[Text segment start]

1
\$\begingroup\$

Would like to have a code review so I can improve my knowledge and expertise in VBA more specifically with Dictionaries as this is the first time I used one.

For context I have duplicate data and need to consolidate creating a unique list. To achieve this I used a Dictionary concatenating 2 fields to make a unique key. Also I have a function that uses Dictionaries to get a unique key so I can find the number of occurrence for each order number and add a suffix at the end if more than 999 rows used for the same order.

Option Explicit
Sub UniqueListWithSumQty()

[Text segment end]
[Material provided start]

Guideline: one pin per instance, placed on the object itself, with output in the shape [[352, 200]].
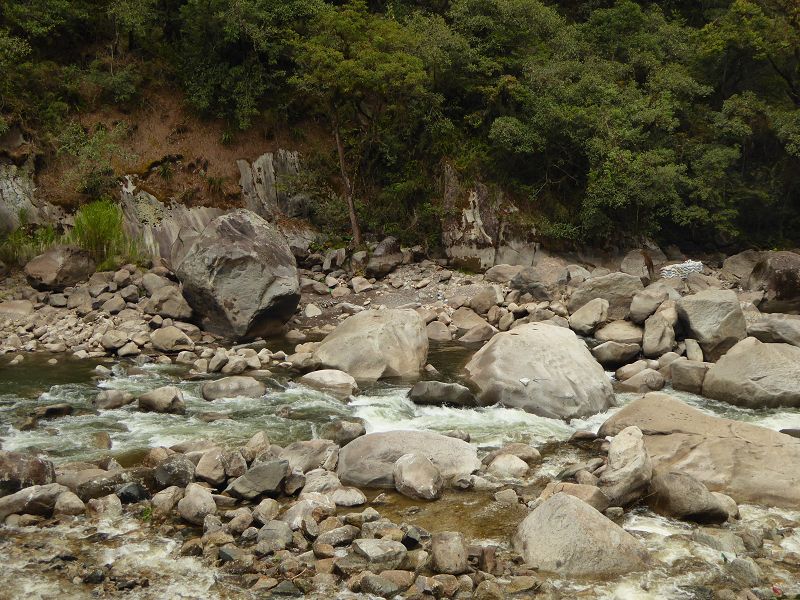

[Material provided end]

What this task involves
Repeat the stretch of the VBA Dictionary post from "For context I" through "the same order.". None of the data is needed here.

Full answer
For context I have duplicate data and need to consolidate creating a unique list. To achieve this I used a Dictionary concatenating 2 fields to make a unique key. Also I have a function that uses Dictionaries to get a unique key so I can find the number of occurrence for each order number and add a suffix at the end if more than 999 rows used for the same order.